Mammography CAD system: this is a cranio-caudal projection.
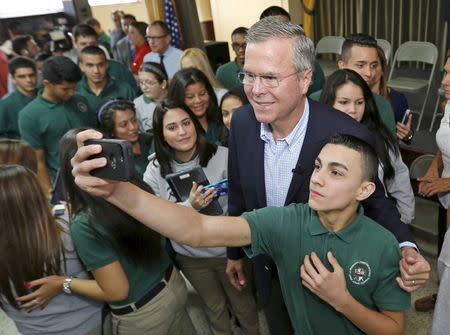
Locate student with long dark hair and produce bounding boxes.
[144,99,258,334]
[320,69,415,223]
[133,62,169,132]
[97,98,153,178]
[0,165,102,335]
[168,68,223,144]
[15,129,195,335]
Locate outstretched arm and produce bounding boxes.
[72,130,251,247]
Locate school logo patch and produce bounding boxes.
[348,261,371,285]
[77,101,88,113]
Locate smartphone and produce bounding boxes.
[201,178,228,198]
[402,109,411,124]
[84,139,135,181]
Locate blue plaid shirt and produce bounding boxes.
[260,99,309,207]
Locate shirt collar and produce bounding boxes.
[309,205,364,243]
[259,99,309,148]
[36,89,61,109]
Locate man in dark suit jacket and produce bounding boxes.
[227,17,430,334]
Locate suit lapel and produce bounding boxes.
[285,100,324,205]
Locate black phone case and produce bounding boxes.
[84,139,135,181]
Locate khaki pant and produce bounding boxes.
[176,254,258,335]
[112,268,196,335]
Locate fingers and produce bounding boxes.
[395,277,421,292]
[77,129,103,148]
[225,260,247,291]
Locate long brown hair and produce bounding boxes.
[0,165,64,308]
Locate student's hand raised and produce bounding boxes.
[300,251,351,310]
[70,129,119,198]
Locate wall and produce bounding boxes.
[208,0,295,55]
[91,0,162,32]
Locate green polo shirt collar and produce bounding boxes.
[80,74,116,97]
[36,89,61,109]
[309,206,364,243]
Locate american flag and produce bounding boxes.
[164,0,183,48]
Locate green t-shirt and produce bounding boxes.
[309,90,397,138]
[216,60,242,90]
[108,59,142,97]
[19,94,96,178]
[0,89,34,139]
[133,133,155,179]
[76,75,136,115]
[70,214,172,306]
[307,61,325,95]
[242,204,410,335]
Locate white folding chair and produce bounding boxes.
[388,41,438,130]
[376,38,392,64]
[316,36,345,77]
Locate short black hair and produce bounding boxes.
[8,56,36,76]
[120,14,136,21]
[150,20,170,35]
[327,134,378,182]
[130,21,148,38]
[80,45,106,62]
[42,56,82,84]
[12,35,33,55]
[341,33,378,62]
[84,17,101,27]
[72,23,97,41]
[34,52,52,62]
[231,27,248,38]
[259,6,291,21]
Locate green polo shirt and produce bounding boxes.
[242,204,410,335]
[0,90,34,139]
[108,59,142,97]
[70,214,172,306]
[216,60,242,90]
[19,93,95,178]
[309,90,397,138]
[76,75,136,113]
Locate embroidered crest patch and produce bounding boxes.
[348,261,371,285]
[77,101,88,113]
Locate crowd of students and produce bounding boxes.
[0,7,450,334]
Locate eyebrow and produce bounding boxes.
[316,157,348,171]
[165,117,191,127]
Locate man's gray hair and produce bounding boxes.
[245,16,315,72]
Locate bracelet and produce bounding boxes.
[403,130,414,142]
[63,276,73,294]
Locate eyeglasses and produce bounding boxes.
[145,34,168,41]
[231,42,247,50]
[238,71,300,87]
[138,80,158,87]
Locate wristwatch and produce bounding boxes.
[63,276,73,294]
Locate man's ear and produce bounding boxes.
[356,181,376,201]
[300,69,312,94]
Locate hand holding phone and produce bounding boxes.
[84,139,135,181]
[402,109,411,124]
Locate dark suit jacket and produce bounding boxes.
[227,99,414,300]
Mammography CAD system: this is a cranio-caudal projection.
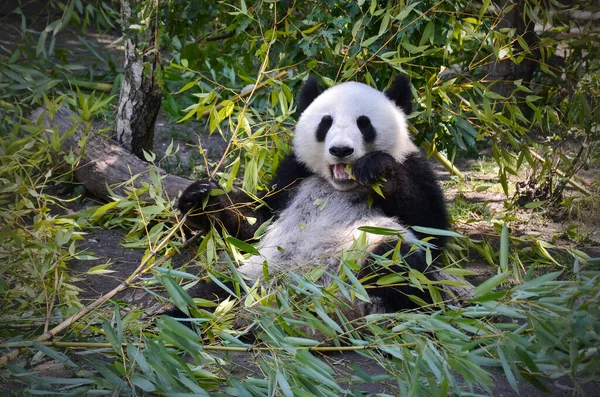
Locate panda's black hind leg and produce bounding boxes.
[359,242,435,312]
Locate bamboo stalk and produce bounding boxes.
[529,150,592,196]
[3,341,417,353]
[69,79,113,92]
[0,215,199,367]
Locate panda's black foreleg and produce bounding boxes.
[359,242,432,313]
[177,180,272,240]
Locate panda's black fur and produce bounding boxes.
[178,76,462,313]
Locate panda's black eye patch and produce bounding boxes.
[356,116,377,143]
[317,116,333,142]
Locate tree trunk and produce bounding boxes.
[30,108,192,201]
[115,0,162,159]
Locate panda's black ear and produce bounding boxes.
[385,75,412,115]
[297,76,321,115]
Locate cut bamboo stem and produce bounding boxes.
[0,216,199,367]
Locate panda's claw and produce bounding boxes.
[177,181,216,213]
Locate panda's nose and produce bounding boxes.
[329,146,354,158]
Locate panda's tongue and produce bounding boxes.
[333,163,350,180]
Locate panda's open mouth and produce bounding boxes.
[331,163,354,182]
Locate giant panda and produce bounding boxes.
[178,76,474,315]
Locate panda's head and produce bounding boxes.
[294,76,418,190]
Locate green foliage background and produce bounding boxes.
[0,0,600,396]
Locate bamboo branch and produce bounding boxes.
[4,335,418,353]
[0,215,200,367]
[529,150,592,196]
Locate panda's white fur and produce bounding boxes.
[238,176,415,283]
[293,82,418,190]
[179,76,472,313]
[234,82,418,282]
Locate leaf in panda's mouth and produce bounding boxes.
[331,163,354,181]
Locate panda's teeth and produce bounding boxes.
[333,163,350,180]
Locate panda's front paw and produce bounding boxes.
[352,151,397,186]
[177,181,218,214]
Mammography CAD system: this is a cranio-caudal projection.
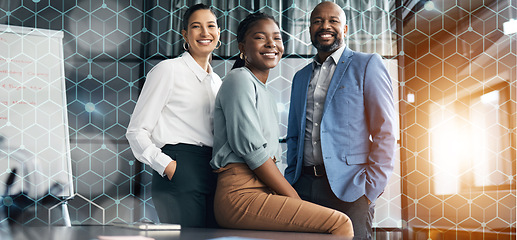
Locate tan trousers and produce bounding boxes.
[214,163,354,237]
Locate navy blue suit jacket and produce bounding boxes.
[285,47,396,202]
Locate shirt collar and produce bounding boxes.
[312,45,346,69]
[181,52,212,82]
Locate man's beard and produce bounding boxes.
[312,34,343,52]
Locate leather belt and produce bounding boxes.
[302,164,326,177]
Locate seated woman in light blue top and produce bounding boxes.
[210,13,353,236]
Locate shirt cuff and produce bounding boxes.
[151,153,174,177]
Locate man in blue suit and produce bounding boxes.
[285,2,396,239]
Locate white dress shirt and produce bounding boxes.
[126,52,221,176]
[303,46,345,166]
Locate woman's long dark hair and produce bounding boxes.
[232,12,278,69]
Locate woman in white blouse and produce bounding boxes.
[126,4,221,227]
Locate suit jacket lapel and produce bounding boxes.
[323,47,354,115]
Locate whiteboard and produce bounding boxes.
[0,24,73,199]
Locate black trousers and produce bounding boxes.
[293,173,375,240]
[151,144,217,228]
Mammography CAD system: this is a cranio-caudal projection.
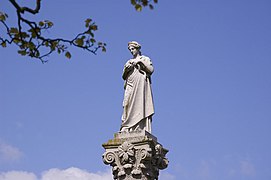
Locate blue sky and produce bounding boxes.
[0,0,271,180]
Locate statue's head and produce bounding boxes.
[128,41,141,57]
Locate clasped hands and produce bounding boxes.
[125,59,141,69]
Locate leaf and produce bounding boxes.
[9,28,19,34]
[90,38,96,44]
[0,13,6,21]
[39,21,44,27]
[131,0,136,5]
[48,21,54,27]
[75,38,84,46]
[1,42,7,47]
[18,50,26,56]
[135,4,142,12]
[90,25,98,31]
[65,51,72,59]
[85,18,92,27]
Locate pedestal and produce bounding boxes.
[103,131,168,180]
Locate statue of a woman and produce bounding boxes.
[120,41,154,133]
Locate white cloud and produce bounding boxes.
[0,171,37,180]
[0,167,113,180]
[0,167,175,180]
[41,167,113,180]
[0,140,23,162]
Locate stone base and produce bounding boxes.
[103,131,168,180]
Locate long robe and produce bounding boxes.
[121,56,154,132]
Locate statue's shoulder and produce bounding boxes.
[140,55,151,62]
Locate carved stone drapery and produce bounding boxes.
[103,131,168,180]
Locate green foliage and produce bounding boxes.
[131,0,158,12]
[0,0,158,63]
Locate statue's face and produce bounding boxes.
[128,46,139,56]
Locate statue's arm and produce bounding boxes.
[122,61,132,80]
[138,57,154,74]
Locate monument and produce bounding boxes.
[103,41,168,180]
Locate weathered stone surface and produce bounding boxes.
[103,131,168,180]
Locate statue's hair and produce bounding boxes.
[128,41,141,49]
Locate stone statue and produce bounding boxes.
[102,41,169,180]
[120,41,154,133]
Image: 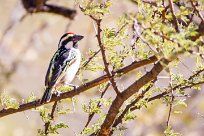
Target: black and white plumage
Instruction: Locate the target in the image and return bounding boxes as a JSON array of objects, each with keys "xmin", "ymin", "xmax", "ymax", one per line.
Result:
[{"xmin": 40, "ymin": 32, "xmax": 83, "ymax": 104}]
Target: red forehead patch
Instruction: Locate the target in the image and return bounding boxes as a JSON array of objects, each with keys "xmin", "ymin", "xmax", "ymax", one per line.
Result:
[{"xmin": 67, "ymin": 32, "xmax": 75, "ymax": 34}]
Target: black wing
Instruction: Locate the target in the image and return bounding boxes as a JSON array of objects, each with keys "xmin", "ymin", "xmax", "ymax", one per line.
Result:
[{"xmin": 45, "ymin": 48, "xmax": 76, "ymax": 88}]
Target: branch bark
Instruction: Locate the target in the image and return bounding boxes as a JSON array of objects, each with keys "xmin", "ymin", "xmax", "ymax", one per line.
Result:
[
  {"xmin": 98, "ymin": 59, "xmax": 169, "ymax": 136},
  {"xmin": 0, "ymin": 56, "xmax": 157, "ymax": 117}
]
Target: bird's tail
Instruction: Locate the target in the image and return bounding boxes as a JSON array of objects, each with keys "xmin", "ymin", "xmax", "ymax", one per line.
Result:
[{"xmin": 40, "ymin": 88, "xmax": 52, "ymax": 104}]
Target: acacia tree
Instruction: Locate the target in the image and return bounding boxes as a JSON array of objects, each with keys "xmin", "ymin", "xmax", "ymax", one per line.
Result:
[{"xmin": 0, "ymin": 0, "xmax": 204, "ymax": 136}]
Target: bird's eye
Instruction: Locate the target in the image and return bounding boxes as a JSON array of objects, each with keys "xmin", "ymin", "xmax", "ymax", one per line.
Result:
[{"xmin": 65, "ymin": 41, "xmax": 73, "ymax": 48}]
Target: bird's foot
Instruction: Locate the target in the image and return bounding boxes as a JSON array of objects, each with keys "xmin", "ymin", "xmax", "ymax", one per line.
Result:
[
  {"xmin": 54, "ymin": 90, "xmax": 62, "ymax": 97},
  {"xmin": 66, "ymin": 84, "xmax": 79, "ymax": 90}
]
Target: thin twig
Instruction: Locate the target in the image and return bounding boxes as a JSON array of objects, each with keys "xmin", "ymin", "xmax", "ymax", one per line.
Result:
[
  {"xmin": 169, "ymin": 0, "xmax": 179, "ymax": 32},
  {"xmin": 44, "ymin": 101, "xmax": 58, "ymax": 135},
  {"xmin": 0, "ymin": 56, "xmax": 157, "ymax": 117},
  {"xmin": 91, "ymin": 16, "xmax": 120, "ymax": 95},
  {"xmin": 110, "ymin": 80, "xmax": 156, "ymax": 135},
  {"xmin": 82, "ymin": 83, "xmax": 110, "ymax": 132},
  {"xmin": 190, "ymin": 0, "xmax": 204, "ymax": 22},
  {"xmin": 166, "ymin": 70, "xmax": 174, "ymax": 127}
]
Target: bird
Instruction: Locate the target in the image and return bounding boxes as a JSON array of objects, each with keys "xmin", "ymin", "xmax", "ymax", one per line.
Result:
[{"xmin": 40, "ymin": 32, "xmax": 84, "ymax": 104}]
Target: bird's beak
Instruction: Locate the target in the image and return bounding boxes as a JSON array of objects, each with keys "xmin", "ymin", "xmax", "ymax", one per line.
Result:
[{"xmin": 73, "ymin": 35, "xmax": 84, "ymax": 42}]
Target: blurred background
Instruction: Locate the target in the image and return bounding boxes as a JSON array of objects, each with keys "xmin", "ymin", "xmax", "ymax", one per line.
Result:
[{"xmin": 0, "ymin": 0, "xmax": 204, "ymax": 136}]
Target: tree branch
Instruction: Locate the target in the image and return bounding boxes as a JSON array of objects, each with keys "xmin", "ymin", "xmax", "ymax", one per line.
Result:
[
  {"xmin": 98, "ymin": 59, "xmax": 169, "ymax": 136},
  {"xmin": 0, "ymin": 56, "xmax": 157, "ymax": 117},
  {"xmin": 92, "ymin": 17, "xmax": 120, "ymax": 95}
]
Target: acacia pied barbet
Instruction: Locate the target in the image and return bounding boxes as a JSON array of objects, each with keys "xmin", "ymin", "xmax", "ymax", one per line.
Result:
[{"xmin": 40, "ymin": 32, "xmax": 83, "ymax": 104}]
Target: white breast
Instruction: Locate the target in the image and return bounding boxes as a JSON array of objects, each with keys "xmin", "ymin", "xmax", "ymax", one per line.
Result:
[{"xmin": 63, "ymin": 48, "xmax": 81, "ymax": 84}]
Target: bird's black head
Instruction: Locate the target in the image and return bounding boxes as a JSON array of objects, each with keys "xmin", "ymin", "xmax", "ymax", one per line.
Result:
[{"xmin": 58, "ymin": 32, "xmax": 84, "ymax": 48}]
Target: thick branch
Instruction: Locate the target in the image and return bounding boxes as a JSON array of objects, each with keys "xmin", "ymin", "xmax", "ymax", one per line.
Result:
[
  {"xmin": 92, "ymin": 17, "xmax": 120, "ymax": 94},
  {"xmin": 0, "ymin": 56, "xmax": 157, "ymax": 117},
  {"xmin": 98, "ymin": 60, "xmax": 169, "ymax": 136}
]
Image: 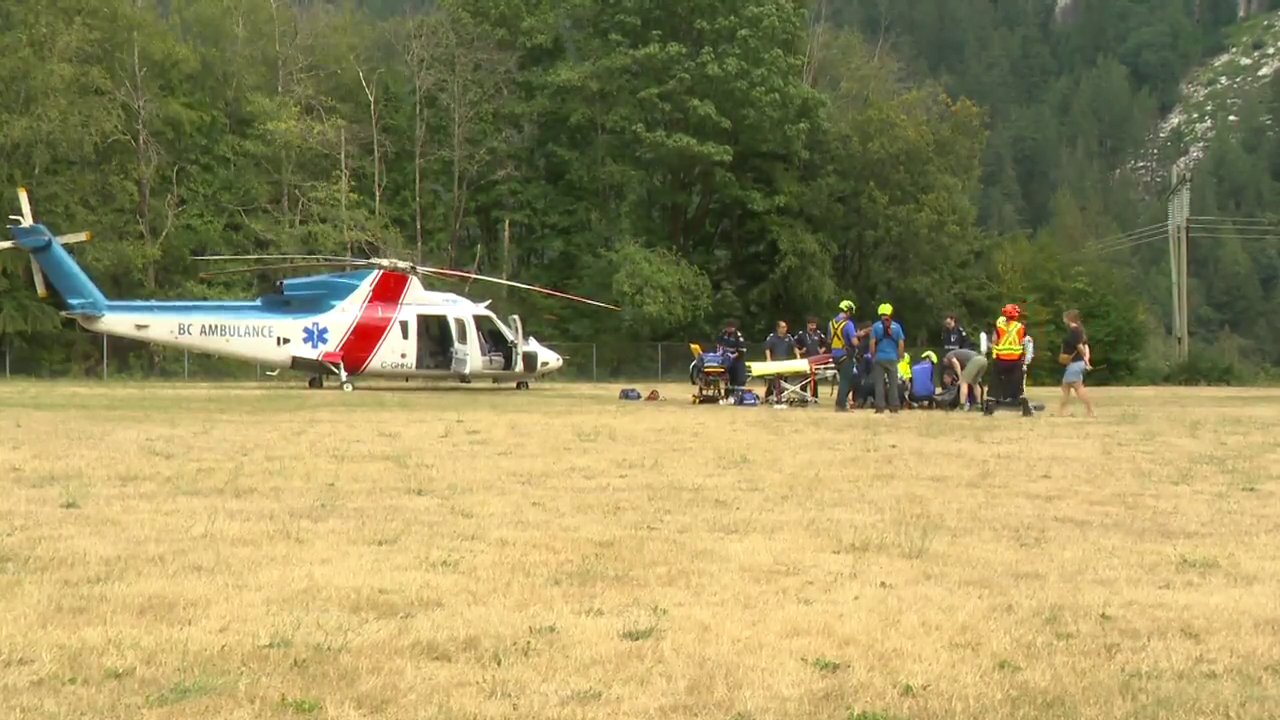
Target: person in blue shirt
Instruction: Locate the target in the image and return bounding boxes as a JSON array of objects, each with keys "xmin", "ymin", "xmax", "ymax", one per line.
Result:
[
  {"xmin": 829, "ymin": 300, "xmax": 858, "ymax": 413},
  {"xmin": 872, "ymin": 302, "xmax": 906, "ymax": 415}
]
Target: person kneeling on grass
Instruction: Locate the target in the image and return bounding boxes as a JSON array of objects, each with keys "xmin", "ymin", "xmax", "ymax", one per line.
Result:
[{"xmin": 942, "ymin": 348, "xmax": 987, "ymax": 410}]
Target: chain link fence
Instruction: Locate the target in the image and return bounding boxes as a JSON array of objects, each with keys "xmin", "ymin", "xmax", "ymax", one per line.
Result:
[
  {"xmin": 0, "ymin": 332, "xmax": 711, "ymax": 383},
  {"xmin": 0, "ymin": 332, "xmax": 1061, "ymax": 384}
]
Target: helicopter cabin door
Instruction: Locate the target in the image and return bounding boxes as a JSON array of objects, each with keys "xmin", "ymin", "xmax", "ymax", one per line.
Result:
[
  {"xmin": 507, "ymin": 315, "xmax": 539, "ymax": 373},
  {"xmin": 449, "ymin": 315, "xmax": 480, "ymax": 375},
  {"xmin": 507, "ymin": 315, "xmax": 522, "ymax": 373}
]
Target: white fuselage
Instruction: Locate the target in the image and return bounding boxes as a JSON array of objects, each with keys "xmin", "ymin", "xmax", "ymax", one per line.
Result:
[{"xmin": 77, "ymin": 270, "xmax": 563, "ymax": 379}]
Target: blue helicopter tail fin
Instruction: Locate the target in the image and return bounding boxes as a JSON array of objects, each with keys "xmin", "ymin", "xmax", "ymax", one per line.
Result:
[{"xmin": 0, "ymin": 187, "xmax": 106, "ymax": 316}]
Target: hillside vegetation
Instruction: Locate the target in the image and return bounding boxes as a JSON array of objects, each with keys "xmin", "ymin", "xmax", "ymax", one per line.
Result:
[{"xmin": 0, "ymin": 0, "xmax": 1280, "ymax": 379}]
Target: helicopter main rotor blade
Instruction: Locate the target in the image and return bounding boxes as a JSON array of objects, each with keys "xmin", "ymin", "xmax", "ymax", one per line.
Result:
[
  {"xmin": 200, "ymin": 261, "xmax": 363, "ymax": 278},
  {"xmin": 415, "ymin": 268, "xmax": 621, "ymax": 310},
  {"xmin": 192, "ymin": 255, "xmax": 369, "ymax": 264}
]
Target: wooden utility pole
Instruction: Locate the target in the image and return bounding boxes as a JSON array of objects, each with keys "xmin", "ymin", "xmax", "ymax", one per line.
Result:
[{"xmin": 1169, "ymin": 165, "xmax": 1192, "ymax": 361}]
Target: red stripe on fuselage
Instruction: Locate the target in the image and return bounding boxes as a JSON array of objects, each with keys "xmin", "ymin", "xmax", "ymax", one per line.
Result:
[{"xmin": 338, "ymin": 272, "xmax": 408, "ymax": 375}]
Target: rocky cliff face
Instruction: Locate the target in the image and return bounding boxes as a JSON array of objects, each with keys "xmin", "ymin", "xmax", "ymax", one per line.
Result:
[{"xmin": 1130, "ymin": 11, "xmax": 1280, "ymax": 181}]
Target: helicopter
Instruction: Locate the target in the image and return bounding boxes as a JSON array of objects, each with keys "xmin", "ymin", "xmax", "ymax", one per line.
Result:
[{"xmin": 0, "ymin": 187, "xmax": 620, "ymax": 392}]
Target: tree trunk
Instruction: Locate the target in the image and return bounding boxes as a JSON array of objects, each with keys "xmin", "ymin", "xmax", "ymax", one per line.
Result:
[{"xmin": 413, "ymin": 89, "xmax": 426, "ymax": 265}]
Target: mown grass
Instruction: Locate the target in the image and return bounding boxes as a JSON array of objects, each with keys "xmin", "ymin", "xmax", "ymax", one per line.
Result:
[{"xmin": 0, "ymin": 383, "xmax": 1280, "ymax": 720}]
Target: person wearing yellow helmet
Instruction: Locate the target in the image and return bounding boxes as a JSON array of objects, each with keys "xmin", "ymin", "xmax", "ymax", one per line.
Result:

☆ ☆ ☆ ☆

THE PROBLEM –
Number each line of the listing from the line containing "Locate green foliage background" through the line containing "[0,0,271,180]", counting both, and skip any blank lines. Leave the picture lines out.

COMPLETE OUTPUT –
1. Locate green foliage background and produce bounding boxes.
2. [0,0,600,396]
3. Locate bamboo branch and produce bounding boxes.
4. [4,335,418,353]
5. [0,215,200,367]
6. [529,150,592,196]
7. Locate panda's white fur and produce bounding boxes.
8. [238,176,415,283]
9. [293,82,418,190]
10. [179,76,472,313]
11. [234,82,418,282]
12. Locate leaf in panda's mouth and produce bounding boxes.
13. [331,163,354,181]
14. Locate panda's teeth and produce bounding boxes.
15. [333,163,350,180]
16. Locate panda's front paw and produce bounding boxes.
17. [352,151,397,186]
18. [177,181,218,214]
19. Mammography CAD system: this is a cranio-caudal projection.
20. Locate tan trousers and produce bounding boxes.
21. [214,163,354,237]
22. Locate navy blue suit jacket and produce bounding boxes.
23. [285,47,396,202]
24. Locate shirt collar and produce bounding boxes.
25. [312,45,346,69]
26. [181,52,212,82]
27. Locate man's beard and produce bounding boxes.
28. [312,34,343,52]
29. Locate leather belt and produce bounding boxes.
30. [302,164,326,177]
31. Locate seated woman in light blue top and produce bounding boxes.
32. [210,13,353,236]
33. Locate shirt cuff and produce bounding boxes.
34. [151,153,174,177]
35. Locate man in blue suit and produce bounding boxes.
36. [285,2,396,239]
37. Locate white dress shirt and produce bounding boxes.
38. [126,52,221,176]
39. [303,46,345,166]
40. Locate woman's long dark hair and produce bounding boxes.
41. [232,12,278,69]
42. Locate woman in white blouse and produce bounding boxes.
43. [126,4,221,227]
44. Locate suit jacket lapel and produce bounding boxes.
45. [323,47,354,115]
46. Locate whiteboard and produce bounding boxes.
47. [0,24,73,199]
48. Locate black trousers and produce bounding boxes.
49. [293,173,375,240]
50. [151,144,217,228]
51. Mammography CAD system: this is a cranio-caudal projection.
52. Locate blue sky and produce bounding boxes.
53. [0,0,271,180]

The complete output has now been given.